Touch the Cloud

Let’s talk about the physical side of AWS. So often we talk about Cloud, Cloud Providers, Cloud Services and take it for granted all the physical technology that AWS has developed. Let’s take a tour and see what’s at the edge!

AWS to the Edge

Trans-Oceanic Cables

What we are looking at is data flowing across AWS regions via a single operational and administrative domain. All of this is owned and controlled by AWS. To ensure speed and quality of service, multiple parallel 100 gigabit links are used crossing the world’s oceans. A single link cut will not impact operations.

Cable types used in inter-region connectivity:

  • SL17 Lightweight: Buried in the ocean, used where there are minimal risks to a link-cut
  • SL17 SPA: Protects against light abrasion — also known as ‘Fishbite’ protection
  • SL17 Light Wire Armor: Protects against harsher abrasion — such as fishing and anchors
  • SL17 Double Armor-HS: Higher grade of protection guarding against greater hazards

These undersea cables run through repeaters, which supply electrical power 3 miles under the sea and are supposed to last 20 years. In the event of a link cut due to a fishing trawler accident, the voltage is doubled on the non-cut cable while the link is serviced. Seawater is used as a ‘third cable’, keeping the link operational while the damaged link is repaired. This equates to no loss of service for the AWS region.

Custom MACSEC Switch

AWS uses custom network switches to encrypt traffic leaving Amazon buildings. All customer data is secure and isolated from other AWS customers. MACSec is an IEEE Standard that ensures confidentiality, integrity and authenticity of your data. This can be used in Direct Connect connections from your corporate data center to AWS. For more information, see MAC Security — AWS Direct Connect.

AWS Direct Connect

AWS allows customers, via Direct Connect, to create private, physical connections to AWS Points of Presence globally, which provide a direct path between AWS and customer facilities where consistent, dedicated connectivity may be preferred over Internet based connectivity.

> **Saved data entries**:
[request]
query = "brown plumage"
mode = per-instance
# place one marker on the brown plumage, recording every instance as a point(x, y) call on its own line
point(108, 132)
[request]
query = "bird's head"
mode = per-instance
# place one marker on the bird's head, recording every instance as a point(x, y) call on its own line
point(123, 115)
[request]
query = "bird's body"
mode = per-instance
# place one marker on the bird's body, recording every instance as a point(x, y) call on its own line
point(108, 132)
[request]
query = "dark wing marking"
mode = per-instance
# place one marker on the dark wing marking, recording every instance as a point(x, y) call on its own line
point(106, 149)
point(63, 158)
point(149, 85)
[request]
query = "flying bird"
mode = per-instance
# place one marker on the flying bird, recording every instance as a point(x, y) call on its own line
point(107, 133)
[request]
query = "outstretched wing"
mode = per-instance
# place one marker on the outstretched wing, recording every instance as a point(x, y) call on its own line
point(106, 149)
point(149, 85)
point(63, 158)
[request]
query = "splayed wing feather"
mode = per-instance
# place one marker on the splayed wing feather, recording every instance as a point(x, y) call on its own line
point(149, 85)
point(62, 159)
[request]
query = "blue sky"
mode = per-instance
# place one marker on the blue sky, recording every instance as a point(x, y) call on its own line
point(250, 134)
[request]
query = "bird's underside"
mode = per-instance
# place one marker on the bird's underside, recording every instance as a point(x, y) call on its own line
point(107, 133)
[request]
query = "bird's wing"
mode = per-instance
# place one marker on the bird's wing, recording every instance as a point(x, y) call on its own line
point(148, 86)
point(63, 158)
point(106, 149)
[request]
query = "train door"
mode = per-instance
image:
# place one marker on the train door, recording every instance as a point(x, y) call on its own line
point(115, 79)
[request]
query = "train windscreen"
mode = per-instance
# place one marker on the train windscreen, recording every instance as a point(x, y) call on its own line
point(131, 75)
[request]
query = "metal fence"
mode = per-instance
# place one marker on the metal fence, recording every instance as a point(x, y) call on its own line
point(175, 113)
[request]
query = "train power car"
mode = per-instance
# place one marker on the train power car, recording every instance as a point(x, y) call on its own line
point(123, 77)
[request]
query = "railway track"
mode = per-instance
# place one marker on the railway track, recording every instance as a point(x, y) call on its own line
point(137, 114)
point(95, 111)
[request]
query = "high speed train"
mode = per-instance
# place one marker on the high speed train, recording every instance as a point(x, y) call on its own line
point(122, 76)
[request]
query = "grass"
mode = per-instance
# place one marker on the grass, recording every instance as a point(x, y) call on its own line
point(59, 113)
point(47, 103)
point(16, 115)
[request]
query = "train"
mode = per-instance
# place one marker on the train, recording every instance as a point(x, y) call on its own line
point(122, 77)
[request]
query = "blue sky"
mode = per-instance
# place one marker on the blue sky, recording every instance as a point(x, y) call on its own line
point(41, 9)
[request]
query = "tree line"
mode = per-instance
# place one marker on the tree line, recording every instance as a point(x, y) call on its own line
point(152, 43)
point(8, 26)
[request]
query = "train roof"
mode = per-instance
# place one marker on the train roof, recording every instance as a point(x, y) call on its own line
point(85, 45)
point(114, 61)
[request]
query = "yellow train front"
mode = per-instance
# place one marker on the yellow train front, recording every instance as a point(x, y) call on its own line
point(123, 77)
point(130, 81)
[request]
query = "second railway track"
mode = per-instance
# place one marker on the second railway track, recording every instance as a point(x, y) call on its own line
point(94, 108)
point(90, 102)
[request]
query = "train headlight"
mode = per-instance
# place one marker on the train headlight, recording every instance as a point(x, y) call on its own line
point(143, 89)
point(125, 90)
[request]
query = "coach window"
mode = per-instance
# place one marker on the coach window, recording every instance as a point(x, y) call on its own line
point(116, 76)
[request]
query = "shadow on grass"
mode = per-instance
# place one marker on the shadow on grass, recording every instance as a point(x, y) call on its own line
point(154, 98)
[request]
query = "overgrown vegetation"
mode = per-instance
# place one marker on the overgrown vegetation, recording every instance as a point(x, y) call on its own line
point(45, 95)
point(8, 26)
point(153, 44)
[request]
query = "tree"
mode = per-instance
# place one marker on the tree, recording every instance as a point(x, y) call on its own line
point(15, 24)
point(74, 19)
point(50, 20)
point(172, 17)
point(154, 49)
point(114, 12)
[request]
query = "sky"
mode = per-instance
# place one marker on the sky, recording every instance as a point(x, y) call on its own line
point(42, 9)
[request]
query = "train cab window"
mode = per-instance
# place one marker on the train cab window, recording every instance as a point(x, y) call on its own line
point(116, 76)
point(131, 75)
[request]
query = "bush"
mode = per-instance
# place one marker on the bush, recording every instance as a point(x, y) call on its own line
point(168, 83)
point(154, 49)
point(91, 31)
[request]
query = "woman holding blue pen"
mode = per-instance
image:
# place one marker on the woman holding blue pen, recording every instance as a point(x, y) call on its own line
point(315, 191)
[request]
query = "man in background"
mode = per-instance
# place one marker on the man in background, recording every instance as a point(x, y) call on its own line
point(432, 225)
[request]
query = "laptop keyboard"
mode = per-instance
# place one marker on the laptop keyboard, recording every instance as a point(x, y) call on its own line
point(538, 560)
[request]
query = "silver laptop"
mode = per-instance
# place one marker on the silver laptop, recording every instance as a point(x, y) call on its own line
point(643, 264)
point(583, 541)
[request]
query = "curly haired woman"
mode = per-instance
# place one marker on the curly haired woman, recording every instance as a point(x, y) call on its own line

> **Short problem 1**: In the AWS infrastructure article, what is used as a "third cable" while a damaged undersea link is repaired?
> **Short problem 2**: Return the passage of the AWS infrastructure article from "AWS allows customers, via" up to and including "Internet based connectivity.".
The records come from a separate source.

> **Task solution 1**: Seawater

> **Task solution 2**:
AWS allows customers, via Direct Connect, to create private, physical connections to AWS Points of Presence globally, which provide a direct path between AWS and customer facilities where consistent, dedicated connectivity may be preferred over Internet based connectivity.